- Required task a:
Duplicate the passage of the ThunderKittens paper summary starting with "Related papers: ThunderKittens: Simple, Fast, and" and going on through "of AI operations.".

- Excerpt provided:
begin
Related papers: ThunderKittens: Simple, Fast, and Adorable AI Kernels

ThunderKittens: Simple, Fast, and Adorable AI Kernels

URL: http://arxiv.org/abs/2410.20399v1
Date: Sun, 27 Oct 2024 10:07:16 GMT
Title: ThunderKittens: Simple, Fast, and Adorable AI Kernels
Authors: Benjamin F. Spector, Simran Arora, Aaryan Singhal, Daniel Y. Fu, Christopher Ré,
Abstract summary: We present ThunderKittens (TK), a framework for writing performant AI kernels while remaining easy to use and maintain. We show the value of TK by providing kernels that match or outperform prior kernels for a range of AI operations.
end
- Labeling and segmentation entries:
begin
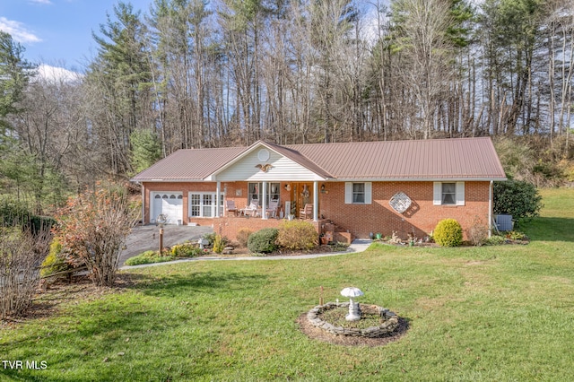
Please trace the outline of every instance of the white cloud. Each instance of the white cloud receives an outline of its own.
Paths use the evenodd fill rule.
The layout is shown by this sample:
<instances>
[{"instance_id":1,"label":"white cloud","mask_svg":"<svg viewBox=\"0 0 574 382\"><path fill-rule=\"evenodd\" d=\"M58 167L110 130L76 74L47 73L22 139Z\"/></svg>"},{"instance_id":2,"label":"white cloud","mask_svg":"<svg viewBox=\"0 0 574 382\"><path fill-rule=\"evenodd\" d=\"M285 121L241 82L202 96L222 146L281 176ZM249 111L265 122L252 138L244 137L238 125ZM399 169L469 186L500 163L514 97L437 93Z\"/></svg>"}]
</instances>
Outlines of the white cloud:
<instances>
[{"instance_id":1,"label":"white cloud","mask_svg":"<svg viewBox=\"0 0 574 382\"><path fill-rule=\"evenodd\" d=\"M10 33L14 41L20 43L39 42L41 39L26 30L20 22L0 17L0 30Z\"/></svg>"},{"instance_id":2,"label":"white cloud","mask_svg":"<svg viewBox=\"0 0 574 382\"><path fill-rule=\"evenodd\" d=\"M41 64L38 66L38 75L48 82L72 82L82 78L83 74L59 66Z\"/></svg>"}]
</instances>

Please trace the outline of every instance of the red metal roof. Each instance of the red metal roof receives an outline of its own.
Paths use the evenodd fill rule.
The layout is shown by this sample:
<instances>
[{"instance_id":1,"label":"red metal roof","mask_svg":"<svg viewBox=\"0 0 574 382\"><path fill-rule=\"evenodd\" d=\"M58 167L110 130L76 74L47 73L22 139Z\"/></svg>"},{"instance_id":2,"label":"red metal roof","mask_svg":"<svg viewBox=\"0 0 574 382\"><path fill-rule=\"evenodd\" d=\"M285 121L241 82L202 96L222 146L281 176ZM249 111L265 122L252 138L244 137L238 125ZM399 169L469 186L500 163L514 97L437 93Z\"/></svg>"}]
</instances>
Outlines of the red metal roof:
<instances>
[{"instance_id":1,"label":"red metal roof","mask_svg":"<svg viewBox=\"0 0 574 382\"><path fill-rule=\"evenodd\" d=\"M132 180L136 182L202 181L247 149L247 147L225 147L178 150L140 172Z\"/></svg>"},{"instance_id":2,"label":"red metal roof","mask_svg":"<svg viewBox=\"0 0 574 382\"><path fill-rule=\"evenodd\" d=\"M288 146L258 143L326 179L506 179L490 137ZM133 180L200 181L257 146L179 150Z\"/></svg>"},{"instance_id":3,"label":"red metal roof","mask_svg":"<svg viewBox=\"0 0 574 382\"><path fill-rule=\"evenodd\" d=\"M505 178L489 137L288 147L338 179Z\"/></svg>"}]
</instances>

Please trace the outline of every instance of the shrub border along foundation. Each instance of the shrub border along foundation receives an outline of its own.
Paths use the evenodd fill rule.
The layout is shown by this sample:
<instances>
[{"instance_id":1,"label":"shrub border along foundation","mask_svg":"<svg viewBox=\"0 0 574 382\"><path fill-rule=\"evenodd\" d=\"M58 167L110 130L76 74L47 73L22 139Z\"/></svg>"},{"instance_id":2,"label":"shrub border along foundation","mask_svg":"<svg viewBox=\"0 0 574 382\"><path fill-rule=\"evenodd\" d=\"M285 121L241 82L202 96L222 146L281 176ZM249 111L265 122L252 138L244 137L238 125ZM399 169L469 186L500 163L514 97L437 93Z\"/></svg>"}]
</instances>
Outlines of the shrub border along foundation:
<instances>
[{"instance_id":1,"label":"shrub border along foundation","mask_svg":"<svg viewBox=\"0 0 574 382\"><path fill-rule=\"evenodd\" d=\"M378 307L377 305L362 305L363 307L370 307L372 309L376 309L381 317L385 319L385 322L378 326L370 326L365 329L358 328L345 328L343 326L335 326L333 324L323 321L319 318L319 315L326 310L333 309L335 308L348 308L348 302L327 302L325 305L317 305L307 313L307 319L309 322L316 327L323 329L332 334L335 335L348 335L353 337L367 337L377 338L383 337L392 334L399 325L398 316L394 312L391 312L386 308Z\"/></svg>"}]
</instances>

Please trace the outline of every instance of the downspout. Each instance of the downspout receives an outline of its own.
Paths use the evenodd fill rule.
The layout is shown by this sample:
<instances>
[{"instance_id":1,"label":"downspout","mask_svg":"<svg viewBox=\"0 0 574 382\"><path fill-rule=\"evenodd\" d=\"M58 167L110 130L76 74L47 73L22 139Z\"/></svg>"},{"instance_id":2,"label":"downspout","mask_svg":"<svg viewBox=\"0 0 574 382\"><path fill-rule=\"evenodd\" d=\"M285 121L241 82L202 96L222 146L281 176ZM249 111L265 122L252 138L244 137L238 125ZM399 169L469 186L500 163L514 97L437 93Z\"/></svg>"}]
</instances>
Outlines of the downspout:
<instances>
[{"instance_id":1,"label":"downspout","mask_svg":"<svg viewBox=\"0 0 574 382\"><path fill-rule=\"evenodd\" d=\"M139 183L139 182L136 182L136 183L142 186L142 226L144 226L145 225L145 187L144 186L143 183Z\"/></svg>"},{"instance_id":2,"label":"downspout","mask_svg":"<svg viewBox=\"0 0 574 382\"><path fill-rule=\"evenodd\" d=\"M492 236L492 187L494 181L491 180L488 187L488 239Z\"/></svg>"},{"instance_id":3,"label":"downspout","mask_svg":"<svg viewBox=\"0 0 574 382\"><path fill-rule=\"evenodd\" d=\"M219 200L221 199L220 197L221 195L222 195L222 182L218 180L216 190L215 190L215 217L216 218L219 218L222 213L222 212L220 211L220 208L222 208L222 206L219 204Z\"/></svg>"},{"instance_id":4,"label":"downspout","mask_svg":"<svg viewBox=\"0 0 574 382\"><path fill-rule=\"evenodd\" d=\"M261 197L261 219L267 219L267 182L263 182L263 196Z\"/></svg>"},{"instance_id":5,"label":"downspout","mask_svg":"<svg viewBox=\"0 0 574 382\"><path fill-rule=\"evenodd\" d=\"M319 211L319 182L313 182L313 221L318 221Z\"/></svg>"}]
</instances>

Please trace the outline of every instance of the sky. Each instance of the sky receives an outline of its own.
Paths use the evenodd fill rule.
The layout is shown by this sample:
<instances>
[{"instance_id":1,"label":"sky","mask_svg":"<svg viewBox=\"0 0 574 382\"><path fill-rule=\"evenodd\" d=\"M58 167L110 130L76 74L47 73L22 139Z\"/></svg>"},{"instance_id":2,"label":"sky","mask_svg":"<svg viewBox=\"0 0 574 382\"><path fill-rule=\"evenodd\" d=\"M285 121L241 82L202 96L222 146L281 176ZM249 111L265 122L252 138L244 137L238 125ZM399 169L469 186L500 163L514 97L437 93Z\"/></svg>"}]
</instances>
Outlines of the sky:
<instances>
[{"instance_id":1,"label":"sky","mask_svg":"<svg viewBox=\"0 0 574 382\"><path fill-rule=\"evenodd\" d=\"M126 0L126 3L128 1ZM130 0L146 13L152 0ZM117 0L0 0L0 30L26 49L29 62L83 72L97 55L98 35Z\"/></svg>"}]
</instances>

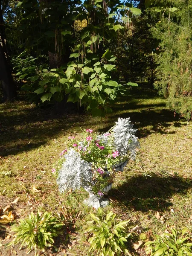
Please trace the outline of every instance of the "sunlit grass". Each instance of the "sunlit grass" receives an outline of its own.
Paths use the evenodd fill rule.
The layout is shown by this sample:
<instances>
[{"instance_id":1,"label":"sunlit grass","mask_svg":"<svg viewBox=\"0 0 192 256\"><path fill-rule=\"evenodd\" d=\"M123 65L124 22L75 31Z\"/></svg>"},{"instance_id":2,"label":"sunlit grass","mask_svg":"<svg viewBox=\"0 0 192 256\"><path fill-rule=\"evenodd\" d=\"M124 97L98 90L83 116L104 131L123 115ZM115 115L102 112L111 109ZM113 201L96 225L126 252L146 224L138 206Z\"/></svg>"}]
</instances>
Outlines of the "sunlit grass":
<instances>
[{"instance_id":1,"label":"sunlit grass","mask_svg":"<svg viewBox=\"0 0 192 256\"><path fill-rule=\"evenodd\" d=\"M59 252L88 255L84 231L88 214L95 210L83 204L86 192L59 193L52 165L69 136L80 133L81 128L107 131L118 117L131 118L140 148L136 162L117 174L108 207L145 232L191 227L191 122L175 117L166 100L146 86L131 90L112 107L113 112L101 119L82 114L54 116L49 108L37 109L23 101L0 105L0 206L19 197L13 206L18 218L38 209L60 216L67 223L67 239L58 241ZM3 174L7 171L10 174Z\"/></svg>"}]
</instances>

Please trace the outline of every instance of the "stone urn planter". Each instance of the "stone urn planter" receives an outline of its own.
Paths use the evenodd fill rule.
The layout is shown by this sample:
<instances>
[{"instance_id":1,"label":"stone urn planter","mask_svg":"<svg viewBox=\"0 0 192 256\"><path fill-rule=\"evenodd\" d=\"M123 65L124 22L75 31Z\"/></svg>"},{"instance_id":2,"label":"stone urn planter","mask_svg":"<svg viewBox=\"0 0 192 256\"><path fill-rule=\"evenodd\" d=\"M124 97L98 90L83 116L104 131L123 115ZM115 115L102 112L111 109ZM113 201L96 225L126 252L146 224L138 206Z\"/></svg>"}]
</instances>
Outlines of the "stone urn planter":
<instances>
[{"instance_id":1,"label":"stone urn planter","mask_svg":"<svg viewBox=\"0 0 192 256\"><path fill-rule=\"evenodd\" d=\"M80 139L68 137L52 169L61 192L83 188L89 194L85 204L96 209L108 205L109 200L103 196L112 187L114 172L123 171L128 163L125 159L135 158L139 146L129 118L119 118L115 123L103 134L86 129Z\"/></svg>"},{"instance_id":2,"label":"stone urn planter","mask_svg":"<svg viewBox=\"0 0 192 256\"><path fill-rule=\"evenodd\" d=\"M115 169L116 172L120 171L123 171L123 169L125 166L127 164L128 161L127 160L124 163L122 163L114 166L113 168ZM108 171L105 170L105 172L107 173L107 175L109 175L108 174ZM113 183L110 183L103 189L102 192L104 193L107 193L111 189ZM93 207L96 209L98 209L99 207L105 208L108 205L109 200L108 198L104 198L103 196L99 196L98 195L95 195L91 190L91 187L85 187L84 189L88 192L89 194L89 198L84 199L84 204L88 205L88 206Z\"/></svg>"}]
</instances>

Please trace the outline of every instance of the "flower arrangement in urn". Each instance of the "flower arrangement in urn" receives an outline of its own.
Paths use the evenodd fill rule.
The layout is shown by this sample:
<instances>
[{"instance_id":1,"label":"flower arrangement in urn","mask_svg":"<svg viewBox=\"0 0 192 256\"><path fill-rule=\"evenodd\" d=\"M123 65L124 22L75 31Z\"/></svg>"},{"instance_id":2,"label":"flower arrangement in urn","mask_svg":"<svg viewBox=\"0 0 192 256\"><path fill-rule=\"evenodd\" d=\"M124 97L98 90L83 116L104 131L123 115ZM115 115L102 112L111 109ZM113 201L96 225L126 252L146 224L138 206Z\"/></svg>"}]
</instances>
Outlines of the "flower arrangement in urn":
<instances>
[{"instance_id":1,"label":"flower arrangement in urn","mask_svg":"<svg viewBox=\"0 0 192 256\"><path fill-rule=\"evenodd\" d=\"M119 118L115 123L106 133L87 129L80 139L69 137L67 147L52 169L61 192L81 187L90 194L87 204L96 208L107 204L104 193L111 187L116 171L123 171L128 160L135 159L139 146L137 130L129 118Z\"/></svg>"}]
</instances>

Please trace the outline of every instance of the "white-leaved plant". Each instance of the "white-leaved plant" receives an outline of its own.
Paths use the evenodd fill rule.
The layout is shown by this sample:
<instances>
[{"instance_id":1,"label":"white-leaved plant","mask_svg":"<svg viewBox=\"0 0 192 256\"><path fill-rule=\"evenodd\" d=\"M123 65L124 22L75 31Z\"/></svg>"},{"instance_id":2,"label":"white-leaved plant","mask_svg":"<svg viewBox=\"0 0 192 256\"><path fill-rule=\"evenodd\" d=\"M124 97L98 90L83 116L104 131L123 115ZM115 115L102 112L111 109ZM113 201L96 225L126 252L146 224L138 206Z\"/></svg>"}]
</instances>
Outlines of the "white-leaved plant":
<instances>
[{"instance_id":1,"label":"white-leaved plant","mask_svg":"<svg viewBox=\"0 0 192 256\"><path fill-rule=\"evenodd\" d=\"M105 188L113 182L116 168L123 163L126 165L129 158L135 158L139 146L137 130L129 118L119 118L115 122L110 132L103 134L87 129L80 140L69 137L67 148L60 154L58 164L52 169L61 192L92 186L93 191L102 195Z\"/></svg>"},{"instance_id":2,"label":"white-leaved plant","mask_svg":"<svg viewBox=\"0 0 192 256\"><path fill-rule=\"evenodd\" d=\"M125 155L129 152L132 160L135 159L136 148L139 147L137 137L134 134L137 129L133 128L133 125L130 118L119 118L116 125L112 129L113 133L114 144L119 154Z\"/></svg>"},{"instance_id":3,"label":"white-leaved plant","mask_svg":"<svg viewBox=\"0 0 192 256\"><path fill-rule=\"evenodd\" d=\"M91 164L82 160L80 154L73 148L71 148L64 157L65 161L57 180L60 191L79 189L81 187L89 186L93 177Z\"/></svg>"}]
</instances>

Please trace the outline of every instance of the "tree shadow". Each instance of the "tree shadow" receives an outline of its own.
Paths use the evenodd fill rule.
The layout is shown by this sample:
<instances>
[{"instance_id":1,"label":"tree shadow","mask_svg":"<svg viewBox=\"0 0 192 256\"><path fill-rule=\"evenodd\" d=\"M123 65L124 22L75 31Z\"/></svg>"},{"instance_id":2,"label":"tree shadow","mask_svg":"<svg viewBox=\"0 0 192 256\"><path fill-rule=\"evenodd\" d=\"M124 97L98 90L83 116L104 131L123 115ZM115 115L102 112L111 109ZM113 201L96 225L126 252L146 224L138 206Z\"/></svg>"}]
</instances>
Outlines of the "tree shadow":
<instances>
[{"instance_id":1,"label":"tree shadow","mask_svg":"<svg viewBox=\"0 0 192 256\"><path fill-rule=\"evenodd\" d=\"M109 195L115 195L121 207L124 205L144 212L165 212L172 205L171 197L175 193L184 194L192 188L191 183L174 176L152 175L147 178L141 175L127 176L125 182L111 189Z\"/></svg>"}]
</instances>

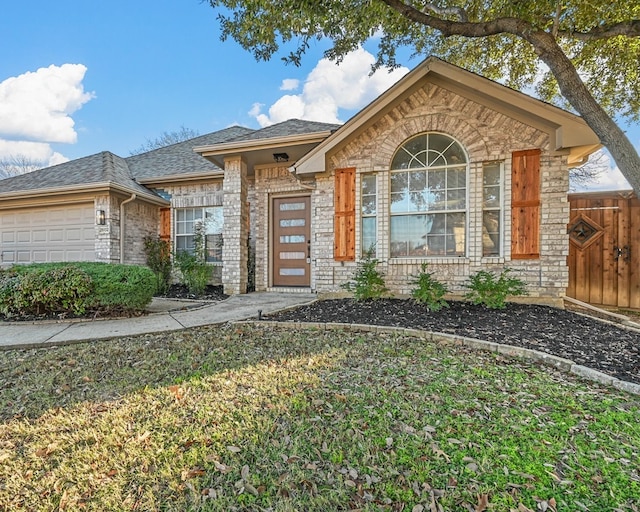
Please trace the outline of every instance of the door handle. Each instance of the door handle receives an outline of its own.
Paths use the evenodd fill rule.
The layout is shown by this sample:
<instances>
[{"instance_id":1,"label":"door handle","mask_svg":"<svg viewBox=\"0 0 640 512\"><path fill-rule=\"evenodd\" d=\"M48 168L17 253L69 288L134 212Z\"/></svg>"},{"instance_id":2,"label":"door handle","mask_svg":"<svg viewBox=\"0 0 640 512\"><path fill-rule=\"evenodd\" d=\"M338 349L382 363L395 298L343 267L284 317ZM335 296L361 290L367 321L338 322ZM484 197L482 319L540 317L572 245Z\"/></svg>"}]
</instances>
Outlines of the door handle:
end
- Required task b:
How many lines of the entries contain the string "arrangement"? Case counts. Give only the number.

- Complete output a:
Related papers: ThunderKittens: Simple, Fast, and Adorable AI Kernels

ThunderKittens: Simple, Fast, and Adorable AI Kernels

URL: http://arxiv.org/abs/2410.20399v1
Date: Sun, 27 Oct 2024 10:07:16 GMT
Title: ThunderKittens: Simple, Fast, and Adorable AI Kernels
Authors: Benjamin F. Spector, Simran Arora, Aaryan Singhal, Daniel Y. Fu, Christopher Ré,
Abstract summary: We present ThunderKittens (TK), a framework for writing performant AI kernels while remaining easy to use and maintain. We show the value of TK by providing kernels that match or outperform prior kernels for a range of AI operations.

- Complete output b:
4